--- REQUIRED ACTION A ---
Answer these questions from the Salmonella outbreak notice, one per line:
(i) As of November 5, 2018, how many people infected with the outbreak strain had been reported, and from how many states?
(ii) Which state reported a death?
(iii) How many ill people lived in households where raw turkey pet food was fed to pets?
--- REQUIRED ACTION B ---
Summarize the Salmonella outbreak notice in two sentences.
--- REQUIRED ACTION C ---
Translate this sentence from the Salmonella outbreak notice into Spanish: "63 people have been hospitalized, and one death has been reported from California."

--- PASSAGE PROVIDED ---
*-*-*
CDC and public health and regulatory officials in several states are investigating a multistate outbreak of multidrug-resistant Salmonella infections linked to raw turkey products. The U.S. Department of Agriculture’s Food Safety and Inspection Service (USDA-FSIS) is monitoring the outbreak.
- As of November 5, 2018, 164 people infected with the outbreak strain of Salmonella Reading have been reported from 35 states.
- 63 people have been hospitalized, and one death has been reported from California.
- Epidemiologic and laboratory evidence indicates that raw turkey products from a variety of sources are contaminated with Salmonella Reading and are making people sick.
- In interviews, ill people report eating different types and brands of turkey products purchased from many different locations. Three ill people lived in households where raw turkey pet food was fed to pets.
*-*-*
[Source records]
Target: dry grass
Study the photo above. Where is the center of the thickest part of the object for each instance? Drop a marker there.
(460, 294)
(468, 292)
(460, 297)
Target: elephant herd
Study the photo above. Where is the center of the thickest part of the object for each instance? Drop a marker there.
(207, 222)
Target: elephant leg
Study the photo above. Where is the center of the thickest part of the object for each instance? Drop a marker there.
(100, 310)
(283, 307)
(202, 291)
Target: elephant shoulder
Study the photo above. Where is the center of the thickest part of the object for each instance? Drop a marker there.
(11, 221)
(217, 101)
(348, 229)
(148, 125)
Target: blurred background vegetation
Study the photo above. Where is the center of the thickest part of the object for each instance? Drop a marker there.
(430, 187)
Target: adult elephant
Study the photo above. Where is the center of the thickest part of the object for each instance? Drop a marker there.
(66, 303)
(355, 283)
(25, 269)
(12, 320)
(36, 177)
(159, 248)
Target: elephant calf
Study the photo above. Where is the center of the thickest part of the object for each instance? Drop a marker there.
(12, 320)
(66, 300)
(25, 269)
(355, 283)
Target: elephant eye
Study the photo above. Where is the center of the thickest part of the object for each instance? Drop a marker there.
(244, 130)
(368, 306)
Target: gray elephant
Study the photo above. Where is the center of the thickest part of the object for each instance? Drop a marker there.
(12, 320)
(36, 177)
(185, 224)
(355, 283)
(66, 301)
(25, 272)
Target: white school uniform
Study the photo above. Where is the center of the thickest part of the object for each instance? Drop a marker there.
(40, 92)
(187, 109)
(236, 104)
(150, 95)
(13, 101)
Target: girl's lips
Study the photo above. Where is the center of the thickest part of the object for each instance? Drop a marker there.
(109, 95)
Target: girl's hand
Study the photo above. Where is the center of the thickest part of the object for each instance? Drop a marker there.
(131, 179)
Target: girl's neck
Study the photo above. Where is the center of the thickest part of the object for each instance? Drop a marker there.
*-*-*
--- WRITTEN ANSWER A ---
(i) 164 people from 35 states
(ii) California
(iii) Three

--- WRITTEN ANSWER B ---
CDC and public health and regulatory officials in several states are investigating a multistate outbreak of multidrug-resistant Salmonella Reading linked to raw turkey products from a variety of sources. As of November 5, 2018, 164 people in 35 states had been infected, 63 had been hospitalized, and one death had been reported from California.

--- WRITTEN ANSWER C ---
63 personas han sido hospitalizadas y se ha notificado una muerte en California.